● Required action
Write out the forum thread below about proving that a lucky number is prime, everything from "How do we prove" down to "composite, or 1.".

How do we prove that if n is lucky, then n is prime?
• Jul 6th 2010, 04:59 PM
melese
Try proving this by assuming to the contrary that $\displaystyle n$ is composite, or 1.
• Jul 6th 2010, 05:20 PM
Also sprach Zarathustra
Interesting post!

In my(poor) opinion to prove this we can't do what mr. melese offered...

Here is a link I think it be useful! Conjecture 17. The Ludovicus conjecture about the Euler trinomials
• Jul 6th 2010, 05:20 PM
chiph588@
Quote:

Originally Posted by Also sprach Zarathustra
In my(poor) opinion to prove this we can't do what mr. melese offered..

If $\displaystyle n$ wasn't prime, then $\displaystyle n=ab$ where $\displaystyle n>a>1$.

Now let $\displaystyle m=a$: $\displaystyle a^2-a+ab = a(a-1+b)$ which is composite. Thus $\displaystyle n$ isn't lucky. So by contraposition the claim follows.
• Jul 6th 2010, 05:23 PM
Also sprach Zarathustra
Quote:

Originally Posted by chiph588@
If $\displaystyle n$ wasn't prime, then $\displaystyle n=ab$ where $\displaystyle n>a>1$.

Now let $\displaystyle m=a$: $\displaystyle a^2-a+ab = a(a-1+b)$ which is composite. Thus $\displaystyle n$ isn't lucky by contraposition.

How you can choose m like that?
• Jul 6th 2010, 05:24 PM
chiph588@
Quote:

Originally Posted by Also sprach Zarathustra
How you can choose m like that?

$\displaystyle m$ takes on all values less than $\displaystyle n$.
• Jul 6th 2010, 05:32 PM
melese
Quote:

Originally Posted by chiph588@
If $\displaystyle n$ wasn't prime, then $\displaystyle n=ab$ where $\displaystyle n>a>1$.

Now let $\displaystyle m=a$: $\displaystyle a^2-a+ab = a(a-1+b)$ which is composite. Thus $\displaystyle n$ isn't lucky. So by contraposition the claim follows.

For completness, when you start with $\displaystyle n$ not a prime you should also examine $\displaystyle n=1$(not a prime). Then what happens is that $\displaystyle m=0$ and $\displaystyle m^2-m+n=1$, and also $\displaystyle n$ isn't lucky.
• Jul 6th 2010, 06:07 PM
chiph588@
Quote:

Originally Posted by melese
For completness, when you start with $\displaystyle n$ not a prime you should also examine $\displaystyle n=1$(not a prime). Then what happens is that $\displaystyle m=0$ and $\displaystyle m^2-m+n=1$, and also $\displaystyle n$ isn't lucky.

To avoid this special case you could just assume $\displaystyle n$ is composite and let $\displaystyle m=0$.
• Jul 6th 2010, 06:38 PM
melese
But by definition 1 isn't a composite number (nor a prime), so 1 has a unique place.
• Jul 6th 2010, 06:40 PM
chiph588@
Quote:

Originally Posted by melese
But by definition 1 isn't a composite number (nor a prime), so 1 has a unique place.

But my way above takes care of 1 just like you did.

● Study material
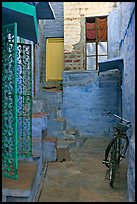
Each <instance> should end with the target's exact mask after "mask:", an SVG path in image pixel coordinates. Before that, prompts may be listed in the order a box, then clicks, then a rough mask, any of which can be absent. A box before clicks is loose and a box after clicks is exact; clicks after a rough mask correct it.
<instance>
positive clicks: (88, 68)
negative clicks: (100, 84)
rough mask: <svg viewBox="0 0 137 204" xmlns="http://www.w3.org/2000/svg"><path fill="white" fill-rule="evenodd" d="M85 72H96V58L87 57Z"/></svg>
mask: <svg viewBox="0 0 137 204" xmlns="http://www.w3.org/2000/svg"><path fill="white" fill-rule="evenodd" d="M87 70H96V57H87Z"/></svg>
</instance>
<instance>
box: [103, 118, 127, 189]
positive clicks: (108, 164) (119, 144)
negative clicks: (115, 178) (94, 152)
mask: <svg viewBox="0 0 137 204" xmlns="http://www.w3.org/2000/svg"><path fill="white" fill-rule="evenodd" d="M114 116H115V117H117V118H118V119H120V122H117V123H116V125H115V126H114V129H115V131H114V138H113V139H112V140H111V141H110V143H109V144H108V146H107V148H106V150H105V159H104V160H102V163H103V164H105V165H106V167H107V168H108V171H107V173H106V176H105V178H107V175H108V174H109V180H110V186H111V187H114V186H113V184H114V180H115V177H116V173H119V172H118V169H119V165H120V162H121V160H122V159H123V158H125V154H126V151H127V148H128V145H129V140H128V137H127V134H126V132H127V130H128V129H129V128H130V127H131V123H130V122H129V121H127V120H125V119H124V118H121V117H120V116H118V115H116V114H114Z"/></svg>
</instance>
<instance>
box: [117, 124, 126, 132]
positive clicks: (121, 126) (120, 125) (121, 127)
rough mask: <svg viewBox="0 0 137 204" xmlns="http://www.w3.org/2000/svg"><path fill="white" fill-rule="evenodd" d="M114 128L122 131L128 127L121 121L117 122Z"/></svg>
mask: <svg viewBox="0 0 137 204" xmlns="http://www.w3.org/2000/svg"><path fill="white" fill-rule="evenodd" d="M115 128H116V129H118V130H120V131H123V132H126V131H127V130H128V129H129V127H128V126H127V125H124V124H122V123H117V124H116V125H115Z"/></svg>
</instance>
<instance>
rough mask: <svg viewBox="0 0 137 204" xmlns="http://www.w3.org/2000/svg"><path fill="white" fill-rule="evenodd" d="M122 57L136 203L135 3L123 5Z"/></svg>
mask: <svg viewBox="0 0 137 204" xmlns="http://www.w3.org/2000/svg"><path fill="white" fill-rule="evenodd" d="M121 17H122V30H121V49H120V51H121V55H122V56H123V59H124V70H123V96H122V101H123V110H122V111H123V117H124V118H126V119H127V120H129V121H131V123H132V129H131V131H129V132H128V135H129V154H128V158H129V162H128V196H129V201H130V202H134V201H135V2H122V4H121Z"/></svg>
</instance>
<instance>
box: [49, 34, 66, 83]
mask: <svg viewBox="0 0 137 204" xmlns="http://www.w3.org/2000/svg"><path fill="white" fill-rule="evenodd" d="M63 71H64V39H63V38H48V39H47V41H46V81H49V80H62V72H63Z"/></svg>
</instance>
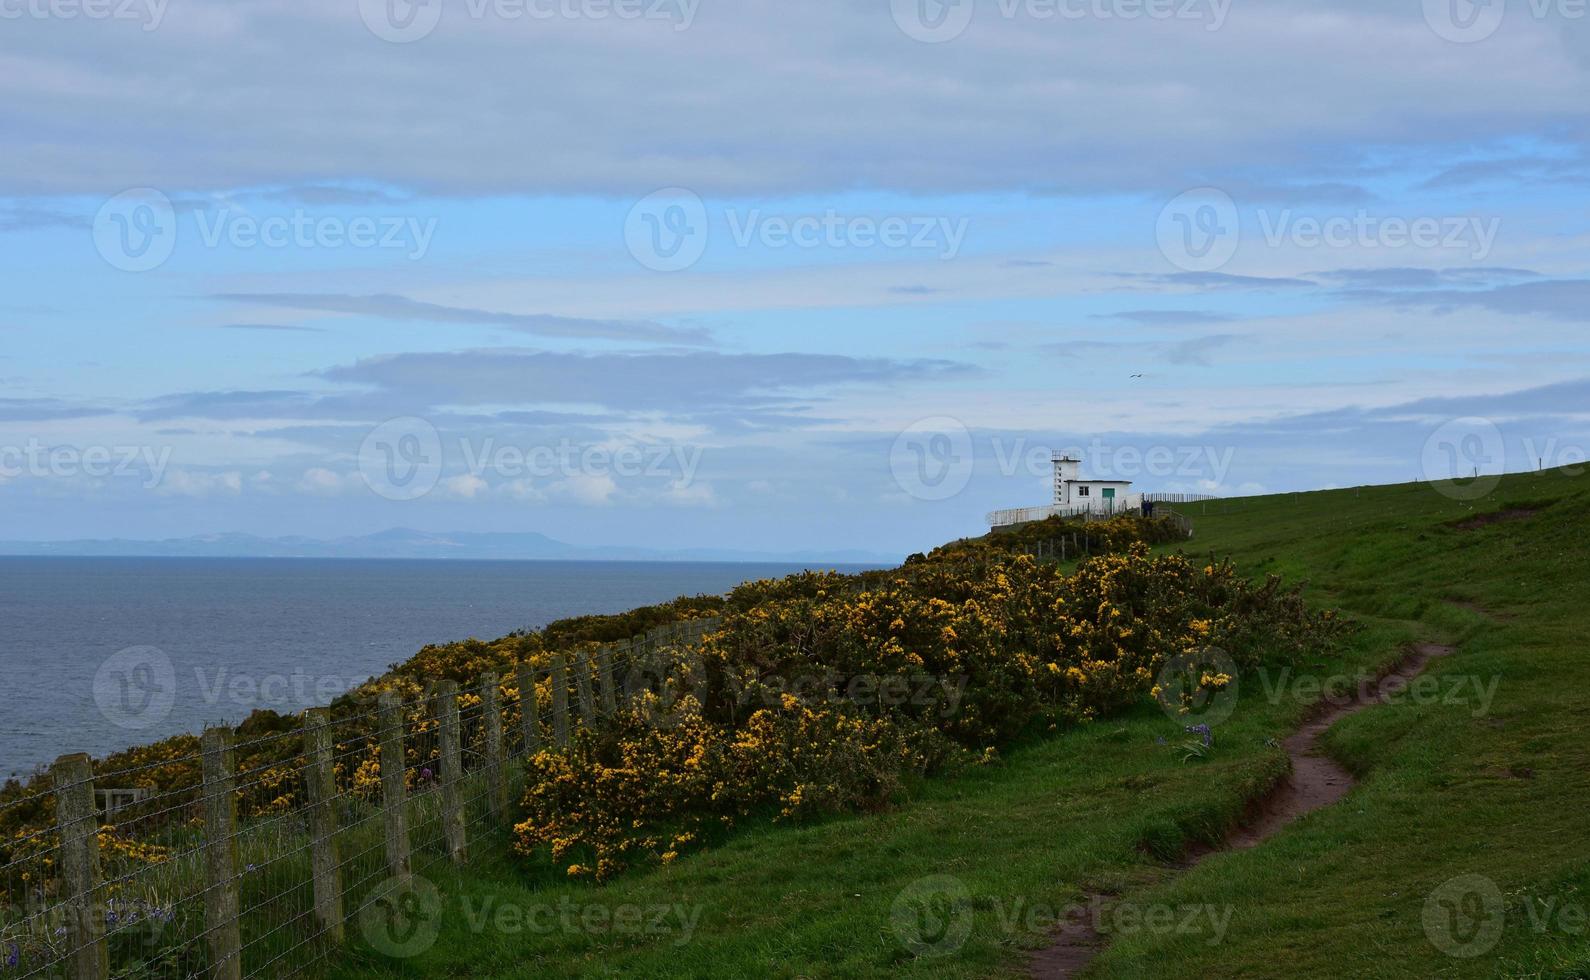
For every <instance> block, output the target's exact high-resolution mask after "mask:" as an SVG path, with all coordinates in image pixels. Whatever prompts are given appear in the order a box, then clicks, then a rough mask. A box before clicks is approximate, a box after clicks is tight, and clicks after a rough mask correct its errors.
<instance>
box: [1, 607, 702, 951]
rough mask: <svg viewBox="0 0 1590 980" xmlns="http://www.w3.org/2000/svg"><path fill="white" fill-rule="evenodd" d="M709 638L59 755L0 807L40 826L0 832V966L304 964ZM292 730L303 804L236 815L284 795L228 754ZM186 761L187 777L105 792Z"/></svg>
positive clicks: (676, 627) (468, 847)
mask: <svg viewBox="0 0 1590 980" xmlns="http://www.w3.org/2000/svg"><path fill="white" fill-rule="evenodd" d="M715 627H717V620H712V619H703V620H692V622H687V624H673V625H669V627H663V628H658V630H652V632H649V633H646V635H644V636H636V638H633V640H630V641H625V643H622V644H614V646H603V647H599V649H596V651H590V649H579V651H574V652H569V654H553V655H552V657H550V662H547V663H544V665H541V667H531V665H529V663H517V665H514V671H512V676H510V678H501V676H498V675H496V673H488V675H485V676H482V678H480V679H479V682H475V684H472V686H471V689H469V690H460V686H458V682H455V681H439V682H436V684H434V686H431V689H429V690H428V694H426V697H425V703H423V705H404V703H402V702H401V700H399V698H397V697H396V695H393V694H385V695H382V697H380V698H378V703H377V706H375V710H374V711H363V713H355V714H345V716H340V717H332V713H331V711H329V710H324V708H316V710H310V711H305V713H304V716H302V724H301V725H299V727H296V729H293V730H288V732H275V733H270V735H266V737H262V738H254V740H240V738H238V735H237V733H235V732H234V730H232V729H227V727H218V729H210V730H205V732H204V735H202V737H200V743H199V751H197V752H196V754H194V756H186V757H175V759H165V760H157V762H151V764H149V765H140V767H132V768H124V770H118V772H95V768H94V764H92V760H91V759H89V756H86V754H72V756H62V757H60V759H59V760H57V762H56V764H54V767H52V768H51V770H49V786H48V789H40V791H37V792H30V794H27V795H24V797H22V799H13V800H8V802H6V803H3V805H0V811H3V810H5V808H10V807H24V805H29V807H33V808H35V810H41V811H45V813H52V818H54V819H52V822H51V824H49V826H41V827H35V829H30V830H29V832H27V834H19V835H17V837H16V840H0V975H3V977H13V975H16V977H67V978H70V980H103V978H107V977H111V975H118V977H119V975H145V977H215V978H216V980H242V978H243V977H285V975H294V974H302V972H312V970H313V969H315V966H316V964H318V963H320V961H323V959H324V958H326V956H328V955H331V953H334V951H335V950H337V948H340V947H342V945H343V942H345V940H347V924H348V923H350V921H353V920H355V918H356V916H359V915H361V913H364V912H366V910H367V908H370V907H372V905H374V904H375V902H380V900H382V899H383V896H386V894H390V891H391V889H390V883H393V881H407V880H409V878H410V877H412V875H413V873H417V872H415V865H417V862H420V861H442V862H450V864H464V862H467V861H469V857H471V853H472V850H474V848H475V846H477V843H485V845H487V846H493V848H501V846H506V845H507V838H509V834H507V832H509V829H510V827H509V821H510V815H512V807H510V803H509V800H510V792H512V784H514V783H515V781H518V780H522V778H523V772H522V767H520V765H518V760H522V759H525V757H528V756H529V754H534V752H537V751H564V749H568V748H569V745H571V740H572V738H574V737H576V733H577V732H579V730H580V729H585V730H598V729H599V727H601V725H603V724H604V721H606V719H611V717H612V716H614V714H617V711H619V708H620V706H622V705H623V703H626V702H630V700H633V698H636V697H641V695H642V694H646V692H650V694H653V695H666V694H669V692H671V686H673V684H676V682H679V676H681V675H682V673H684V670H687V668H688V667H690V665H688V663H687V660H688V651H690V647H693V646H695V644H696V643H700V640H701V638H703V636H704V635H706V633H708V632H711V630H714V628H715ZM571 700H572V703H571ZM291 738H296V740H297V741H296V743H294V745H297V746H299V749H297V752H296V754H294V756H293V773H291V780H293V781H294V786H296V787H301V789H302V799H301V800H296V802H293V803H289V805H285V807H283V808H281V811H280V813H269V807H267V808H266V810H267V813H266V815H254V816H251V818H250V819H238V802H240V800H245V799H248V800H258V799H264V797H269V794H272V792H280V791H281V786H283V783H281V780H283V776H281V773H280V770H281V767H280V765H273V767H250V768H240V767H238V762H237V759H238V752H240V749H245V751H258V749H259V746H261V743H266V741H270V740H291ZM410 757H412V759H413V760H412V762H410ZM391 760H399V765H391ZM192 762H197V768H199V773H200V778H199V781H197V784H184V786H178V787H167V789H164V791H157V792H153V791H149V789H146V787H138V789H124V787H121V786H118V784H126V783H129V781H132V780H137V778H140V775H142V776H148V775H149V773H151V770H154V768H157V767H162V765H164V767H176V765H188V764H192ZM382 762H386V764H385V765H383V764H382ZM261 770H266V772H261ZM281 799H286V795H283V797H281ZM105 800H113V802H114V805H105V803H103V802H105ZM108 821H114V822H113V824H111V822H108Z"/></svg>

● Answer to the exercise
How do we prove that if n is lucky, then n is prime?
• Jul 6th 2010, 04:59 PM
melese
Try proving this by assuming to the contrary that $\displaystyle n$ is composite, or 1.